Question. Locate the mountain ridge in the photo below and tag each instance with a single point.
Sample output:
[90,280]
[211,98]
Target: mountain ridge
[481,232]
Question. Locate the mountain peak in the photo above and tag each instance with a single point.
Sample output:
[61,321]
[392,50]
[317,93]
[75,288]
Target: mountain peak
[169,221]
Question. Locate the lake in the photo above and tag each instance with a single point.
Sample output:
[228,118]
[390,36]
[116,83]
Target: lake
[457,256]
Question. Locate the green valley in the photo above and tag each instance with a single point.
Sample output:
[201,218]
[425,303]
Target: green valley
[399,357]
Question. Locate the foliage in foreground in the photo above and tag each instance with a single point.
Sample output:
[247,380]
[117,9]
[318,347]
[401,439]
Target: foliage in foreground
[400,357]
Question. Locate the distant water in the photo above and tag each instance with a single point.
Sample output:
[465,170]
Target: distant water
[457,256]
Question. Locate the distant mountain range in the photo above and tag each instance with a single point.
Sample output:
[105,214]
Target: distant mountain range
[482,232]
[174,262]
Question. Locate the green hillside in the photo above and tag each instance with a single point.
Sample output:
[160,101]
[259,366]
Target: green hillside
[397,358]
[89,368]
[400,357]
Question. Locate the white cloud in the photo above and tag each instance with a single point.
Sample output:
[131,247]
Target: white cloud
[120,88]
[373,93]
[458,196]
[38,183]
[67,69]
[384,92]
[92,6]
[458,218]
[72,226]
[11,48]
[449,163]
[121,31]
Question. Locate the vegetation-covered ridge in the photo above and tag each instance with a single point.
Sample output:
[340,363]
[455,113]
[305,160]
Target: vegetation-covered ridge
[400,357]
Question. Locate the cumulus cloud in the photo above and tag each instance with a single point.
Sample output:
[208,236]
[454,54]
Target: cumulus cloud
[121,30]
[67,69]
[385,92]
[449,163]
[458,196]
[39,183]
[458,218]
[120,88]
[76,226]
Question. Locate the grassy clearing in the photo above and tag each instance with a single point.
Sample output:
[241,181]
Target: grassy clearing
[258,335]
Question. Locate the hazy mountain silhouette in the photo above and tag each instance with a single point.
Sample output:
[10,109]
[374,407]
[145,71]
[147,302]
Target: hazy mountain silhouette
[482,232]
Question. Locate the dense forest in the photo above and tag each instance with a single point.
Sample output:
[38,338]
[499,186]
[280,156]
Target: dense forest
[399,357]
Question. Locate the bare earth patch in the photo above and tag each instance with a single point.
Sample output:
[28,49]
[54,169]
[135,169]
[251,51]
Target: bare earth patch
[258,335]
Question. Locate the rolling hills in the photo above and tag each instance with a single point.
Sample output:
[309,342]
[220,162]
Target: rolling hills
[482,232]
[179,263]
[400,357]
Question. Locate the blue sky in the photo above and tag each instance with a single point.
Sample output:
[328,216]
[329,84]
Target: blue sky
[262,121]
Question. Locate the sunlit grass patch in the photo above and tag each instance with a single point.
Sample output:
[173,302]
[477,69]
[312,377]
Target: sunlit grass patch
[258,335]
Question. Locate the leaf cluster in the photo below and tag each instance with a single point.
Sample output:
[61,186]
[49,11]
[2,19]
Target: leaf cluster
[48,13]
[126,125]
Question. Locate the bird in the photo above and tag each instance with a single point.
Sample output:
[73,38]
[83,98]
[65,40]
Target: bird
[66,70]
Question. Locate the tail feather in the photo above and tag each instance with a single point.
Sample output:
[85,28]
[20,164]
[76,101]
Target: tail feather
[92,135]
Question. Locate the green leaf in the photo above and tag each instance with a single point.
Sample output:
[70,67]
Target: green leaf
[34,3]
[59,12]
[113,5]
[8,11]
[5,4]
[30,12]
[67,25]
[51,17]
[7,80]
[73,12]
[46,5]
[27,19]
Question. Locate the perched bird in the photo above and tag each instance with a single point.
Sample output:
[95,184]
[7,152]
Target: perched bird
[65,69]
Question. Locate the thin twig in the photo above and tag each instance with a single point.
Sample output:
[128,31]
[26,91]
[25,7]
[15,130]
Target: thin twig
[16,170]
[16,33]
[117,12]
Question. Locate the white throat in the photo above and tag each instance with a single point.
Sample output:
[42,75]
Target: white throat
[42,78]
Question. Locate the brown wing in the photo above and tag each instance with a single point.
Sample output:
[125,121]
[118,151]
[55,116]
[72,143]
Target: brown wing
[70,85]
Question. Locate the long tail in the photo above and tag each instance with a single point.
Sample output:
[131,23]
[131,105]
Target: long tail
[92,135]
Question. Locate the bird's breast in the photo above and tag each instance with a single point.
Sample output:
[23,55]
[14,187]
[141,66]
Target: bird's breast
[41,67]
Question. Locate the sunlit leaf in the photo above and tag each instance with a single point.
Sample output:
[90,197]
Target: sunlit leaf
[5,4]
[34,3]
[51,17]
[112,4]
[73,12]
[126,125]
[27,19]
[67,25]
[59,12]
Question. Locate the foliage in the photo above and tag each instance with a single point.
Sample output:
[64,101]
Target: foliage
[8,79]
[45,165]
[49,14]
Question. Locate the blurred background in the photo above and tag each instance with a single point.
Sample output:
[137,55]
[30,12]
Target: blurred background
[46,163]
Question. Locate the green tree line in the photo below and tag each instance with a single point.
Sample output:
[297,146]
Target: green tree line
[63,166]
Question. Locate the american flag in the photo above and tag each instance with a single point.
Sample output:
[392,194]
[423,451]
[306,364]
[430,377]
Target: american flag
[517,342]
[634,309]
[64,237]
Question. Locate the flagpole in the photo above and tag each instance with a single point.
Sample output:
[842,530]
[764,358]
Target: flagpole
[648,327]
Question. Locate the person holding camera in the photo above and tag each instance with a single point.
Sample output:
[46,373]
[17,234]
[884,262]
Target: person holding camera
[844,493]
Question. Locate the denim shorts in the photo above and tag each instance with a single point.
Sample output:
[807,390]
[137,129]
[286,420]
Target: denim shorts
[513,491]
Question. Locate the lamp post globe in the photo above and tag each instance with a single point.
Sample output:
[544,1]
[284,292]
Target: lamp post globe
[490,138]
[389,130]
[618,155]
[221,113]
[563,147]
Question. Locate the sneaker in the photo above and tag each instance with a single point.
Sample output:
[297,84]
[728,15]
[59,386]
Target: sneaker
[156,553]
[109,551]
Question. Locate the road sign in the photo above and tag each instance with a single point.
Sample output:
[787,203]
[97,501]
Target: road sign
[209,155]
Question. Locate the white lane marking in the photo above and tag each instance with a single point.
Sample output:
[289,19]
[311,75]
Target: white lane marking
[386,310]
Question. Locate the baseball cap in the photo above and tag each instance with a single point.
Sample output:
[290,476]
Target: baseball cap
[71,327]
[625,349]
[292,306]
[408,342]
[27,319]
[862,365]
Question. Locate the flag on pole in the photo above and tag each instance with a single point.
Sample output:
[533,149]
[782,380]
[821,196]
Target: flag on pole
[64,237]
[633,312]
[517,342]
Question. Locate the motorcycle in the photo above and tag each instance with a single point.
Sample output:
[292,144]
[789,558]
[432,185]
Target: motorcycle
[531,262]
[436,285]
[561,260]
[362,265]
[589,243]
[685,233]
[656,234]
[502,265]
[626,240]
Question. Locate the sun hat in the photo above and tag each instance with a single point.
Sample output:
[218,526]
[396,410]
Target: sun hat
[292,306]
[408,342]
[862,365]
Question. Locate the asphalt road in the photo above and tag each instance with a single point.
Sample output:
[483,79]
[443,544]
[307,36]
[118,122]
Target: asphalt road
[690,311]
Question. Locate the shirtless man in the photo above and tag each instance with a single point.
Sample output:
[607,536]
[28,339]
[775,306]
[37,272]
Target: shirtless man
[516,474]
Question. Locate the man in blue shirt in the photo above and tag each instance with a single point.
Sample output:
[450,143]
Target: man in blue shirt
======
# Goal
Rewrite the stretch from the line containing "Question. Locate the shirtless" through the end of the data, substituting "bare-chested man" for "shirtless man" wherever it occurs. Leave every other character as it stands.

# Response
Question. Locate the bare-chested man in the photo above and tag each instance with a single point.
Sample output:
[607,536]
[28,339]
[775,306]
[37,272]
Target: bare-chested man
[516,474]
Question. Locate the man in blue shirt in the photo above and tag each instance with a single point.
Sample output:
[450,143]
Target: man in blue shirt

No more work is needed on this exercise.